▸ Stated problem:
Write the next part of the article on reusing object code below, starting right after its final sentence.

▸ Passage shown:
________
Reusing Object Code

Change Management
Typography
  • Smaller Small Medium Big Bigger
  • Default Helvetica Segoe Georgia Times

An appliance store in my hometown used to advertise with the slogan "Only the rich can afford cheap appliances." Their contention was that people who spend their money on less than the best appliances would eventually spend more money than they had saved on repair bills and new appliances.

If we were to adapt this slogan to our business, we might say it this way: "Only rich corporations can afford cheap software." However, I doubt it would be true. The largest corporations in the United States have changed a lot in the past few years. They're struggling to stay in business, too. I think we should say it this way: "Nobody can afford cheap software." The money saved by cutting corners, and even more, will eventually be spent scrapping ineffective systems and heavily repairing others. We need to build robust systems, and one way to do that is to reuse proven object code.

Previously, I discussed the philosophy of reusing source code (MC, April 1996). This month, I'm going to talk about reusing object code. Both have the same goal: to help you get the most mileage out of your programming effort. The difference is that reused object code does not have to be compiled.

If you've ever written a CL program, you have reused object code. When you include a Copy File (CPYF) command in the CL program, you run object code that was written and debugged by other people.

Reusing object code saves you time and makes you more productive. Think about how much time you would spend writing utility programs if you didn't have CL commands like CPYF. Since you don't have to write programs that copy records from one file to another, you can concentrate on other things.

Reusing object code allows you to use the best language for each task. RPG III can handle the simple math that makes up most business data processing, but it lacks operators for more complicated math. Let's say you write a program that calculates compound interest (like a mortgage), and you need to raise a number to a fractional power. You could write a program in another language that can handle the exponentiation.

Reusing object code makes it possible for you to simplify programs. Let's say that an AS/400 shop has the convention that the run date is formatted in report headings as the month name, followed by a space, the zero-suppressed day, a comma, and four-digit year, as in "February 8, 1994." Each report program would need an array of month names, along with the necessary calculations to transform an eight-digit numeric date into the shop's standard format. A better alternative would be to write one program that reformats a date and make all report programs call that program. The report programs would no longer need the array of month names or the calculations to reformat the date.
________
▸ Image location labeling entries:

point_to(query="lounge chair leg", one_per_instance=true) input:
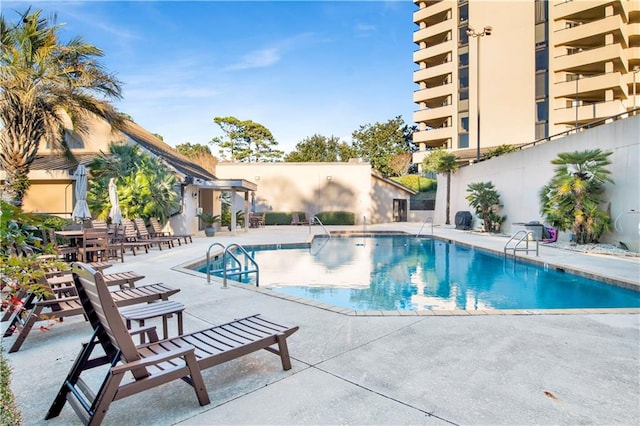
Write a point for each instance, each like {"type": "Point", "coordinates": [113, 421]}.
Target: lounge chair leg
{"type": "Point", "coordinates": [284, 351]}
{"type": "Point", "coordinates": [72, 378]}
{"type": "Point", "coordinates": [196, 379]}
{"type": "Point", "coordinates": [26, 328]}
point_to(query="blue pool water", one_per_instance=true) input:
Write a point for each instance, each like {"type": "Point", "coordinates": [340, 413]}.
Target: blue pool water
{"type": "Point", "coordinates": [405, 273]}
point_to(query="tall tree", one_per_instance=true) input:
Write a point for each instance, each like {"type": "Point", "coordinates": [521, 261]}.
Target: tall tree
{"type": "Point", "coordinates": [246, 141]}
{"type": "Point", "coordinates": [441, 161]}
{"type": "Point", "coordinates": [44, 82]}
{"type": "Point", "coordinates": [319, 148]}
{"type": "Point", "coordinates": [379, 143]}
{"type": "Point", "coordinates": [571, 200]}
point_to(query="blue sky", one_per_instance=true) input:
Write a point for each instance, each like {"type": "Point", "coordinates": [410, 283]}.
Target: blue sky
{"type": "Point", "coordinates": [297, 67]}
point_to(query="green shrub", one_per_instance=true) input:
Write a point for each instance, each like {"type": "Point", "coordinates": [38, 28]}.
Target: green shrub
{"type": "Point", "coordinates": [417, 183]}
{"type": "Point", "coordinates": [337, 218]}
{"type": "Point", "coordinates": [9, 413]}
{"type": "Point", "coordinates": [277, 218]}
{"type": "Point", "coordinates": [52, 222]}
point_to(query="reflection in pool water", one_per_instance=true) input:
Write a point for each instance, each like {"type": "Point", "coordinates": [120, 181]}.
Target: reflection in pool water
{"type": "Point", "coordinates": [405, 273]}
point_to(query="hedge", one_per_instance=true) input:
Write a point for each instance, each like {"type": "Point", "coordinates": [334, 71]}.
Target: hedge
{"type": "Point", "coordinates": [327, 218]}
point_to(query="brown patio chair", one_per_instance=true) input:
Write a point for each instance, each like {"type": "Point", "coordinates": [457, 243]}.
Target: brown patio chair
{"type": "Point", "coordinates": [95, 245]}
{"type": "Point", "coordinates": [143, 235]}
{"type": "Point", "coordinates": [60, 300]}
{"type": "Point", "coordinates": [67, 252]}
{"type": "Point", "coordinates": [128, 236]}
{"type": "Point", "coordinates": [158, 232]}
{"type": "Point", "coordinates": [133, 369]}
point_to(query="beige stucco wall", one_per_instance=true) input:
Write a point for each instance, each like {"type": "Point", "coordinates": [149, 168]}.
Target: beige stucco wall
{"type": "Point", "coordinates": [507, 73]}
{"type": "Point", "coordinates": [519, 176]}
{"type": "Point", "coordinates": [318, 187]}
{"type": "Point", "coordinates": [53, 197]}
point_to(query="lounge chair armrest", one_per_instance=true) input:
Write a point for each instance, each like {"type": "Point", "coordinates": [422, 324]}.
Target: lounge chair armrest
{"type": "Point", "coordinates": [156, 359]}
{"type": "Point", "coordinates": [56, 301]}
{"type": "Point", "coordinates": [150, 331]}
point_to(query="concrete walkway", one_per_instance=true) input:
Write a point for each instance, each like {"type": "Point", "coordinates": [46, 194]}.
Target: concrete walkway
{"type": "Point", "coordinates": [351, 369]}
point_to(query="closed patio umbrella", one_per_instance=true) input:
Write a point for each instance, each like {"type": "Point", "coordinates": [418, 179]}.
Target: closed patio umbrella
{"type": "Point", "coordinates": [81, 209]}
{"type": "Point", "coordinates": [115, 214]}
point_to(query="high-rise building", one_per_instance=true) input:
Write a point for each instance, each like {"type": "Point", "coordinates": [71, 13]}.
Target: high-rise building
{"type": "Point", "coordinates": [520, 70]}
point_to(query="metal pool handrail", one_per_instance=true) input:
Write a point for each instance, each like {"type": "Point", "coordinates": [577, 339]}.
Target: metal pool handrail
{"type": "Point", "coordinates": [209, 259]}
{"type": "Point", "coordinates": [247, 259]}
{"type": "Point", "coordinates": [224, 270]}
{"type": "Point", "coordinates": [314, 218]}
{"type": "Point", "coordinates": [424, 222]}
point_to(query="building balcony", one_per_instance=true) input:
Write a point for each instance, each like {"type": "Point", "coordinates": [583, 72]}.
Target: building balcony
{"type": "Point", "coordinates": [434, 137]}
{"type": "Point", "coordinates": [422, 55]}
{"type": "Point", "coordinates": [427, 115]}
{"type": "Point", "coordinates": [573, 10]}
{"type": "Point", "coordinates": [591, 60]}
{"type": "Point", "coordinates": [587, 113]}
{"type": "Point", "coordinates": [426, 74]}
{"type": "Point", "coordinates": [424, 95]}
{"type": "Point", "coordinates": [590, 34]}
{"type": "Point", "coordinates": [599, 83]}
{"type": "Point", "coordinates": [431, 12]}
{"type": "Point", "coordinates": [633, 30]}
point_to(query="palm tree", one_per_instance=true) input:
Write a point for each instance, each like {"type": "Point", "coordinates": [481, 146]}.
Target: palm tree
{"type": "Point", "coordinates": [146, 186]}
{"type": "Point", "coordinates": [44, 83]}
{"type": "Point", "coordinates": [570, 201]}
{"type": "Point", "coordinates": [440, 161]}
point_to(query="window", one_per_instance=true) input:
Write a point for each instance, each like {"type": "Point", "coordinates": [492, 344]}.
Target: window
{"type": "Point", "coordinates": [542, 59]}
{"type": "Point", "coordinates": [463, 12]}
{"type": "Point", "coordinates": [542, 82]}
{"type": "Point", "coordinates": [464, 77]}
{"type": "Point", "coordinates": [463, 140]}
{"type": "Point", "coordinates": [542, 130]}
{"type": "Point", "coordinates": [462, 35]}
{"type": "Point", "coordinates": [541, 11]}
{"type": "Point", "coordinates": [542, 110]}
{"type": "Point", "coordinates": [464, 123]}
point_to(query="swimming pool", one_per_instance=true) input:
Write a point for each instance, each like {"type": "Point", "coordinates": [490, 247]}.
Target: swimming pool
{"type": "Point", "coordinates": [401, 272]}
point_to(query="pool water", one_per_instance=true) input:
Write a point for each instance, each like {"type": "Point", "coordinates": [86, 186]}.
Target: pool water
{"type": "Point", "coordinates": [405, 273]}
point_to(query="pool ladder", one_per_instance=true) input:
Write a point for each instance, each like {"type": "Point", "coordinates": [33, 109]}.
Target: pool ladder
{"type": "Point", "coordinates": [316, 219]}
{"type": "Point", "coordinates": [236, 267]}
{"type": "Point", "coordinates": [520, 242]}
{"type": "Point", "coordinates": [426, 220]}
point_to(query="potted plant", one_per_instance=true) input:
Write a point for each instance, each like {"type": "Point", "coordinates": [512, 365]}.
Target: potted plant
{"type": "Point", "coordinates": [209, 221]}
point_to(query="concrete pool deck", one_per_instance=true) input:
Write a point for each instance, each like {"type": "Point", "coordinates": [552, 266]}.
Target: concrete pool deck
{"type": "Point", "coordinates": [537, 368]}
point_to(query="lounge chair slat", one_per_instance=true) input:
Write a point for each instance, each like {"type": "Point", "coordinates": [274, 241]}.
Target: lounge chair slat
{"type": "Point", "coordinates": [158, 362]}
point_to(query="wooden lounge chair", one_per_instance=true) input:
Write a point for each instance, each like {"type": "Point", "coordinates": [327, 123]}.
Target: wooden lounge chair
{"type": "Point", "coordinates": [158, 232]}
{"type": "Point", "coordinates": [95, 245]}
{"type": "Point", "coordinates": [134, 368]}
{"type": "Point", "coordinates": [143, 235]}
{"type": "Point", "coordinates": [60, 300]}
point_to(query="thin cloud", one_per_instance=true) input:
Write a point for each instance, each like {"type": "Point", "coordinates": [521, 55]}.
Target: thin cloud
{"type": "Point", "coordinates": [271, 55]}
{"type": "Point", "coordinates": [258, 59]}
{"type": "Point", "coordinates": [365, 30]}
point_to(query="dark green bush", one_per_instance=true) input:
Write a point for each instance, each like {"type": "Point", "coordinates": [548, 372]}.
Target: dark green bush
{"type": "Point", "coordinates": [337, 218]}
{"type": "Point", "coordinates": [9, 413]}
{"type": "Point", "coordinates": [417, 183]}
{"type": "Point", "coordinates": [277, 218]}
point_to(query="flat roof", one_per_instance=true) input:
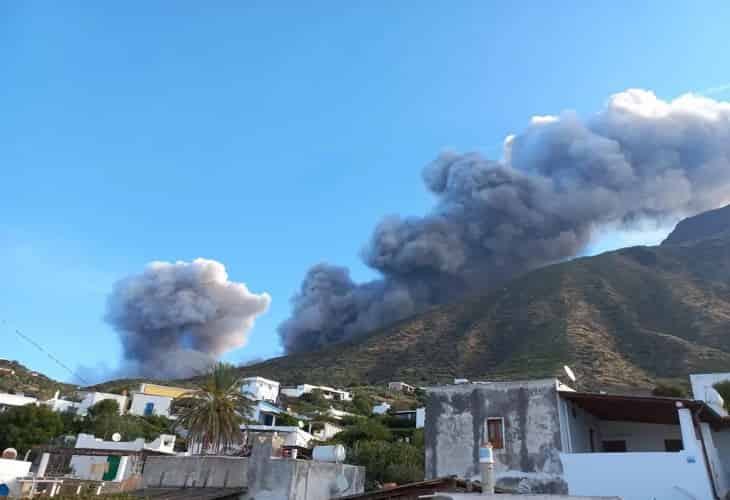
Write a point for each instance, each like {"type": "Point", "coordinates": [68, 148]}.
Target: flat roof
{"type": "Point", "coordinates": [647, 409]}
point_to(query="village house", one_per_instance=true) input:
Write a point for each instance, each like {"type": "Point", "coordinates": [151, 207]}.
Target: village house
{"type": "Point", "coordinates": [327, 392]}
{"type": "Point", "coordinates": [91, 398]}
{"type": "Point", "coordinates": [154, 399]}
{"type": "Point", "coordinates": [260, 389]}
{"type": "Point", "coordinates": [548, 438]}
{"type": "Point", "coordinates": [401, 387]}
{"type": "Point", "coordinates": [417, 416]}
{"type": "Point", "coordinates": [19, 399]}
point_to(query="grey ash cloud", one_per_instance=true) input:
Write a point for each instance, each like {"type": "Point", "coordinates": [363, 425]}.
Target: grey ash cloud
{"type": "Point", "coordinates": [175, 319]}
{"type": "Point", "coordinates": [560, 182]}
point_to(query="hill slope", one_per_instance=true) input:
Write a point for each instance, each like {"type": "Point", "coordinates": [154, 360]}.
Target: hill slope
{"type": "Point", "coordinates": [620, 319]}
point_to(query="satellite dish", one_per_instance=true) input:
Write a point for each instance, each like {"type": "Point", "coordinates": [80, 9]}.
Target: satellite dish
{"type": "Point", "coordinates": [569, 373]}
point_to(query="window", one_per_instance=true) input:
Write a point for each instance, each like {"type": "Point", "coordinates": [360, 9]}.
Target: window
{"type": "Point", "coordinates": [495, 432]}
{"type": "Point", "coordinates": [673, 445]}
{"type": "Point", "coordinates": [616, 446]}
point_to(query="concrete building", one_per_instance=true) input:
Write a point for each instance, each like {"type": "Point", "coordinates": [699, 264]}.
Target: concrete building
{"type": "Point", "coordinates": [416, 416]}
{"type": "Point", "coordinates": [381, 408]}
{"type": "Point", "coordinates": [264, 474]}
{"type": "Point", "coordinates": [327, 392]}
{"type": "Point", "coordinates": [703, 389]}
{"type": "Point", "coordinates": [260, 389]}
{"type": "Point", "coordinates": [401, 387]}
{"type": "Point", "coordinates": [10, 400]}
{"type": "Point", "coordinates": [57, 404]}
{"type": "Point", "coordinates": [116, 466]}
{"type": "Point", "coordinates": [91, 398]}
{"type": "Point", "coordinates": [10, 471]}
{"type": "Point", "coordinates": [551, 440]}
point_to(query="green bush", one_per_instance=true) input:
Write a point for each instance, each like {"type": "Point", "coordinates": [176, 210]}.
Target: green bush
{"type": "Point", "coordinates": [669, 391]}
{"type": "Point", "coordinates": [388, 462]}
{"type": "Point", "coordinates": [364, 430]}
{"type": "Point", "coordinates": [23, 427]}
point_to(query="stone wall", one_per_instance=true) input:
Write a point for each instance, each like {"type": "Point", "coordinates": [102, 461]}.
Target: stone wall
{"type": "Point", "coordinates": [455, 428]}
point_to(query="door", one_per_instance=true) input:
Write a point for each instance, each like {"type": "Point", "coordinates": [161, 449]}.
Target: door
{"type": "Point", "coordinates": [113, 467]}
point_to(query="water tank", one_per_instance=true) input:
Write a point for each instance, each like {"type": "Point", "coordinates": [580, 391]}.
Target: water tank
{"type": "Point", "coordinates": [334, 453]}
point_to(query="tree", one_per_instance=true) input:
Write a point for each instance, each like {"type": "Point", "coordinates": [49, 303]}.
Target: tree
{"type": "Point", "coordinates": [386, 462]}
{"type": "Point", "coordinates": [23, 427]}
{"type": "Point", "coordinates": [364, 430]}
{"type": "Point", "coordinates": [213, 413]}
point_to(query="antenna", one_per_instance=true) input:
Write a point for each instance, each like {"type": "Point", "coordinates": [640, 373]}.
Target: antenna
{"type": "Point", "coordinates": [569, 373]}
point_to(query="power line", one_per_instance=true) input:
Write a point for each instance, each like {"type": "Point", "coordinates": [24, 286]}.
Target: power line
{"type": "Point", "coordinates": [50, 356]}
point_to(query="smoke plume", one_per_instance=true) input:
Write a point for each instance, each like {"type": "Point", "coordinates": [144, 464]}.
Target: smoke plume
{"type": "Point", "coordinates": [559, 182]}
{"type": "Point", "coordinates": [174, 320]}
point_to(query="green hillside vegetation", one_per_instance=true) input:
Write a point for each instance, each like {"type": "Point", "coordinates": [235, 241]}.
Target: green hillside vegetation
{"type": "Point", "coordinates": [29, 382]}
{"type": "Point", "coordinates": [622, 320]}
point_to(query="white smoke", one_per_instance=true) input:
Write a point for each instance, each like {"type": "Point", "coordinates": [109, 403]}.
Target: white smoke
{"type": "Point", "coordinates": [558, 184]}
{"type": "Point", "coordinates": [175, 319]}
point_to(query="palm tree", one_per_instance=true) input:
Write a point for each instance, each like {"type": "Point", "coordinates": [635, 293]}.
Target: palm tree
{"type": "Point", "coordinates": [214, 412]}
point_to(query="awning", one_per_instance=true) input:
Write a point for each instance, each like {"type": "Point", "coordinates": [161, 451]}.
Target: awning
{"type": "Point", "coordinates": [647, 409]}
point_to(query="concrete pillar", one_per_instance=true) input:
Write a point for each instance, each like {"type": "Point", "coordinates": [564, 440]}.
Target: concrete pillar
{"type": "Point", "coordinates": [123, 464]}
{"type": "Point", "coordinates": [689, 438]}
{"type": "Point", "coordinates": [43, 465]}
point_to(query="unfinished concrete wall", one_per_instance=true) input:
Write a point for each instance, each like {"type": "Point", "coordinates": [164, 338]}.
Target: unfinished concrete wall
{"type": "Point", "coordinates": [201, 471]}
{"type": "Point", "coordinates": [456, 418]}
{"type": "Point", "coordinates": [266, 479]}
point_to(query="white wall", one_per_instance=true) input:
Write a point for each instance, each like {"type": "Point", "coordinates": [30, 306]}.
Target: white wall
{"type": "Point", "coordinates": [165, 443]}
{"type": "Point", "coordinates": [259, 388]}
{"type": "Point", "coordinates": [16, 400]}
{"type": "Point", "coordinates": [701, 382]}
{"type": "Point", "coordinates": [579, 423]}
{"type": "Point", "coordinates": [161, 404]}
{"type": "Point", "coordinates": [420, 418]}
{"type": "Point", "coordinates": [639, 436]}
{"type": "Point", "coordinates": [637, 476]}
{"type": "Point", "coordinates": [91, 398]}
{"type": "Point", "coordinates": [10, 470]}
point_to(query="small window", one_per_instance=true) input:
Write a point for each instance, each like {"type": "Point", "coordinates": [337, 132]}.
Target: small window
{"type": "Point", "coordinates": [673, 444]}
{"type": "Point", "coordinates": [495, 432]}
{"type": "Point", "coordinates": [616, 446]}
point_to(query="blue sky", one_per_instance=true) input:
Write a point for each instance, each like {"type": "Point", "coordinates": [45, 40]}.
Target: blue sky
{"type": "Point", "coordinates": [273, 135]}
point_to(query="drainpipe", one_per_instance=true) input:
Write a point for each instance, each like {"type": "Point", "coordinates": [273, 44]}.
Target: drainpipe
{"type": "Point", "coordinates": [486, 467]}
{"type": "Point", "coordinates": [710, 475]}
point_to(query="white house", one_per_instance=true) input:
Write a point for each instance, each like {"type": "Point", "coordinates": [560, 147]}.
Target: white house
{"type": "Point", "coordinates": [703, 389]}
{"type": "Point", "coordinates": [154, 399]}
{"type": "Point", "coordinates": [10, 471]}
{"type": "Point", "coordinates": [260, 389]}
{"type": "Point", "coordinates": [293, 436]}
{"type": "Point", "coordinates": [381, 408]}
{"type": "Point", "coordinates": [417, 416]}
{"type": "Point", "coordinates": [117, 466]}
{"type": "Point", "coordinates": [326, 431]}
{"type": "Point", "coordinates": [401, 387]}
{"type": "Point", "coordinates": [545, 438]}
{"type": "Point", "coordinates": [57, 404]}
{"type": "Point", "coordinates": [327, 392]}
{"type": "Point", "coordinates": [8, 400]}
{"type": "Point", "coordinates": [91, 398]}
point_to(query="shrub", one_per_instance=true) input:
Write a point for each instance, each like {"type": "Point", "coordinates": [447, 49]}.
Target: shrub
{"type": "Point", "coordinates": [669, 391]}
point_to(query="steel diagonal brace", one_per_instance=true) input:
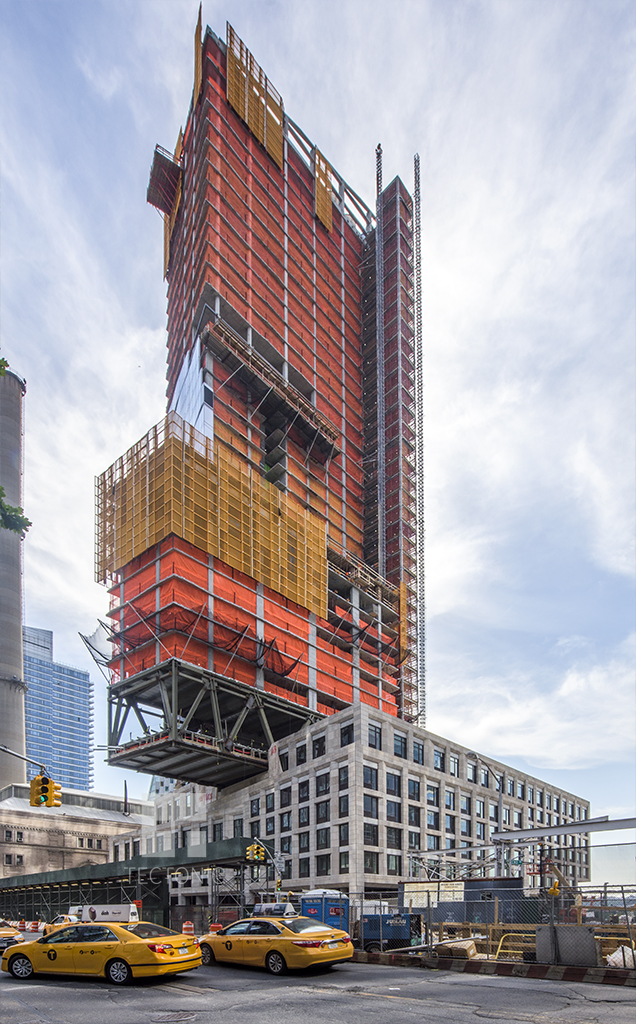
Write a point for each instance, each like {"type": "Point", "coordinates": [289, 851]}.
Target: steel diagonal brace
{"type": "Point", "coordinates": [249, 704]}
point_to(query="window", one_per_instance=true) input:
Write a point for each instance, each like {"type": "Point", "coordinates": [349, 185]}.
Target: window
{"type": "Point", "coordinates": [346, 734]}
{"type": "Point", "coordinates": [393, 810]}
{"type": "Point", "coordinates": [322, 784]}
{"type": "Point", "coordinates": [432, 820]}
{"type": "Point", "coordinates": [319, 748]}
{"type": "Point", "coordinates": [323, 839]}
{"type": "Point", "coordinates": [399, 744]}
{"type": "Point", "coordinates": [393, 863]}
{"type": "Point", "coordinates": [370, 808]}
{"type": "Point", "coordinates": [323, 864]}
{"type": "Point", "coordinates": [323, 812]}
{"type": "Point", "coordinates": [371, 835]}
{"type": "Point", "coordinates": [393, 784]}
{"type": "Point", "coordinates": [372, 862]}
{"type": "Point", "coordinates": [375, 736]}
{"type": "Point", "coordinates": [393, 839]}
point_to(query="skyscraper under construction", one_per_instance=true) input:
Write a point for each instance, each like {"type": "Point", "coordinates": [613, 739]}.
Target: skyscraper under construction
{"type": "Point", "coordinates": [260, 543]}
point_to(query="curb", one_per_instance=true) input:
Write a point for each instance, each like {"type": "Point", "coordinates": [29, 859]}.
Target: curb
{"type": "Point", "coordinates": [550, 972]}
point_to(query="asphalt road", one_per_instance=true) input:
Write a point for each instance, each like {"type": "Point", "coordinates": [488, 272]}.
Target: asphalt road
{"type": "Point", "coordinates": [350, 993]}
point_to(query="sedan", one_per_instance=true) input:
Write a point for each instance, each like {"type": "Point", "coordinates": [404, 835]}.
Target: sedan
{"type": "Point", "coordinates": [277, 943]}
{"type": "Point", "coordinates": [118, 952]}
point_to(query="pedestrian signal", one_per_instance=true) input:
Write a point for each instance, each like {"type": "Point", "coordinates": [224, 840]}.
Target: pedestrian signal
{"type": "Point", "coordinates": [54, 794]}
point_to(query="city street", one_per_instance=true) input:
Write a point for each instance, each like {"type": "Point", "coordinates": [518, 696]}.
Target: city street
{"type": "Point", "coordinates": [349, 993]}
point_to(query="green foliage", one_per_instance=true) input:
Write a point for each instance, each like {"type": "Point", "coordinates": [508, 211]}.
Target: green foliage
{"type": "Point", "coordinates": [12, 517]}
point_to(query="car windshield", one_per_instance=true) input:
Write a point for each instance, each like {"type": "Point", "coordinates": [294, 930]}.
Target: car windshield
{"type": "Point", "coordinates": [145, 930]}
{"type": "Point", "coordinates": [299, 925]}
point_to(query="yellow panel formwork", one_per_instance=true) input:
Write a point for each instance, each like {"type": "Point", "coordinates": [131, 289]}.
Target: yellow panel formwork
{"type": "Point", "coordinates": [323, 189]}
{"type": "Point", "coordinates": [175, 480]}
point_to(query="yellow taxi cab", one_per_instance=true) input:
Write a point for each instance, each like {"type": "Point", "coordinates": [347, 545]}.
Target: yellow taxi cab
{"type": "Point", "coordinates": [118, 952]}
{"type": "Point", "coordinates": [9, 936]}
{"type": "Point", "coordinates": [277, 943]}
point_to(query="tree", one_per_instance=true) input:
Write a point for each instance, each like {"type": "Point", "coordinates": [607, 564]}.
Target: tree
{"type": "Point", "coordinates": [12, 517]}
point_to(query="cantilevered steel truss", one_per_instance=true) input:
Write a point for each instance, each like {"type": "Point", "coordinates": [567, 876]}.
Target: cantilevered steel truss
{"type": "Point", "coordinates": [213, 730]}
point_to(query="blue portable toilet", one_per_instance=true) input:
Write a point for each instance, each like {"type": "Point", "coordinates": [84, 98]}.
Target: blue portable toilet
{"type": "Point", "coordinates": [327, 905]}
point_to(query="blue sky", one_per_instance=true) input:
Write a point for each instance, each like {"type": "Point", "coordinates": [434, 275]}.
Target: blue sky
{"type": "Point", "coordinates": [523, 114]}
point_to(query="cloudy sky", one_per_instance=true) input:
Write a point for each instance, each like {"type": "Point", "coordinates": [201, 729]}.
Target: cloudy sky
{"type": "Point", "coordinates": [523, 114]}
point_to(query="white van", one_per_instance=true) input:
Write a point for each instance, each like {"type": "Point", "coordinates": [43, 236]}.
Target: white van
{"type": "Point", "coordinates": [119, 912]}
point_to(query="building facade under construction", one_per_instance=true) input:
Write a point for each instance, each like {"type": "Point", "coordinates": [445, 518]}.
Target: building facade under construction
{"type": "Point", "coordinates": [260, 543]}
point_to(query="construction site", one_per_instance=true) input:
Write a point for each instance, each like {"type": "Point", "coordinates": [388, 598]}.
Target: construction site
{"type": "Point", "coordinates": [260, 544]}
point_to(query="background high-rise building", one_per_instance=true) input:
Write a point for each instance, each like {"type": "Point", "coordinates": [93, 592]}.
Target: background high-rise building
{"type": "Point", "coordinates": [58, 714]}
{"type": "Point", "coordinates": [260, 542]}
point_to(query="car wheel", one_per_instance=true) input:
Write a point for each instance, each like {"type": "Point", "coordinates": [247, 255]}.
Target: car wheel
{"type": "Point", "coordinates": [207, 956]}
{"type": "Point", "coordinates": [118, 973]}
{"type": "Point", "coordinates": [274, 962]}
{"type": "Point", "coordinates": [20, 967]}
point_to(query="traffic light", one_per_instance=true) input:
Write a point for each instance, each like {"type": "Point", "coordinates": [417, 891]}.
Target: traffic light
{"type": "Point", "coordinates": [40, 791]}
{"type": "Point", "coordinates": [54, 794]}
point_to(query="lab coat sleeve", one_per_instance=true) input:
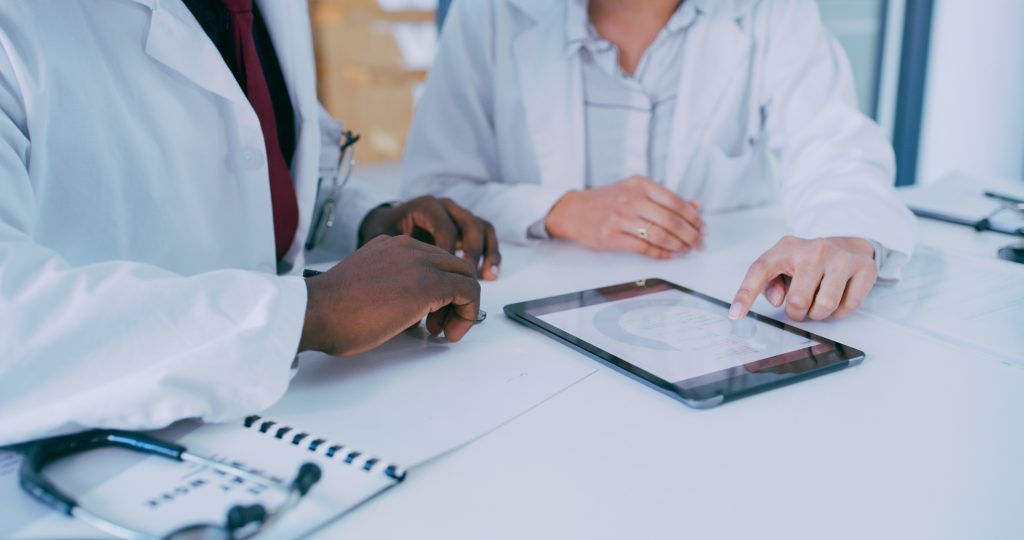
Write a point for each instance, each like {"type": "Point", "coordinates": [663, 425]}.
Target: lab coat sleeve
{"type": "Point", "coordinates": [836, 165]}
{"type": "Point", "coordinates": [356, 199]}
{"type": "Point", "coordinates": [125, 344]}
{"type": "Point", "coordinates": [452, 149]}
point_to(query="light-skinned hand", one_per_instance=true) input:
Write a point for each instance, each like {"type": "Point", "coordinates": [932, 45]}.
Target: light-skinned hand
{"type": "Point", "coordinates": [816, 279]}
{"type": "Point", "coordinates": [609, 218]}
________
▸ Answer to this task:
The heart of the philosophy of reusable object code is the construction and use of modules. A module is a unit of object code that accomplishes a task.

A module might be an entire program that allows a person to update vendor information through a terminal. This program might run from menus as a standalone program and could also be called from within accounts payable, purchasing, and receiving data entry programs as operators of these programs need to revise information about vendors.

A module could be a short RPG program that right-adjusts a character string. This module would be called by many programs throughout a system, so that no other program would have to deal with the task of right-adjusting character variables.

The philosophy of modular programming, then, centers on two questions:

1. Have I, or has anyone else, already solved this problem?

2. Can I solve this problem in such a way that I will not have to solve it again in the future?

But don't think code has to be reusable to be eligible for its own module. You may want to put portions of a large program into modules, just to simplify the main program. When you split one large program into four or five smaller programs, each program has fewer lines of code and fewer variables to keep track of. In this case, the modules are not reusable. Since I want to talk specifically about reusability, I won't discuss this use of modules. However, now that the Integrated Language Environment (ILE) is a reality, you may want to give this idea more thought.

A good module should have only one task to do, and it should do it well. A module that right-adjusts character strings and also counts the number of blanks in a string would be something like a CPA firm that paints houses on the side. Most people would wonder if the firm could do either task well.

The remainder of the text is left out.